*** RECORDS FOR PROCESSING

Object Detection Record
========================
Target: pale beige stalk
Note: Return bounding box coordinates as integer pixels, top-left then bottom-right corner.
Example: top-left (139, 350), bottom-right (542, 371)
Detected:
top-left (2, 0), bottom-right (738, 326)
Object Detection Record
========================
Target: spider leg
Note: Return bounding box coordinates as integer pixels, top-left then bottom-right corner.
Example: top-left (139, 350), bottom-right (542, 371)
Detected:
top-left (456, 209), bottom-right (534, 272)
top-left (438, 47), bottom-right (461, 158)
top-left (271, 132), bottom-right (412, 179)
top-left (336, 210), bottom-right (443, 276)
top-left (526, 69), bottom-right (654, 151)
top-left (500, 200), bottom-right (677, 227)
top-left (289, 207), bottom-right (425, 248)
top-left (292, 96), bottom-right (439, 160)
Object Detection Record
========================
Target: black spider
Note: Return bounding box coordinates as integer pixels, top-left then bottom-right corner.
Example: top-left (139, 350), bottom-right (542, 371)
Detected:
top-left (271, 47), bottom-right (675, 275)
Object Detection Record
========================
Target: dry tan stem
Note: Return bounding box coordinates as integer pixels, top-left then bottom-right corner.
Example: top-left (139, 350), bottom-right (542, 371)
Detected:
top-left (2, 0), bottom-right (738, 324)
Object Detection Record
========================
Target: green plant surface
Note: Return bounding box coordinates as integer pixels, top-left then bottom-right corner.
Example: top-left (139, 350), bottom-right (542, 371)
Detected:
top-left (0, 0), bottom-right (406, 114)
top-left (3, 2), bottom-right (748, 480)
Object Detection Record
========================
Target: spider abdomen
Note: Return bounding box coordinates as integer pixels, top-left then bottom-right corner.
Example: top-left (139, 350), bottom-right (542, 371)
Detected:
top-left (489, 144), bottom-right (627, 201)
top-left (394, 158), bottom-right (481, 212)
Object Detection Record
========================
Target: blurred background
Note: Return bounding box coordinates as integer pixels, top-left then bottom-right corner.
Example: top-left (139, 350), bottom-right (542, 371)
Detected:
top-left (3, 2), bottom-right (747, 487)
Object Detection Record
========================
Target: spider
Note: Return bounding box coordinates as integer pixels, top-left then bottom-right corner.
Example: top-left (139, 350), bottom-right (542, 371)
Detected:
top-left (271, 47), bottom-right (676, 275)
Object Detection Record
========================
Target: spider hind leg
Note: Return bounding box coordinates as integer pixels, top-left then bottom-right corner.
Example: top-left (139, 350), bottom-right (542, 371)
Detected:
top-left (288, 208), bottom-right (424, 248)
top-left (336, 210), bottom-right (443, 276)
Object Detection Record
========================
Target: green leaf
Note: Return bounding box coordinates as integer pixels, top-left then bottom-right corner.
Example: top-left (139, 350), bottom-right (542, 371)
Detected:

******

WHAT IS NEEDED -> Count the lines of the listing above that contain the string "green". Reply with the number alone.

THE SOLUTION -> 2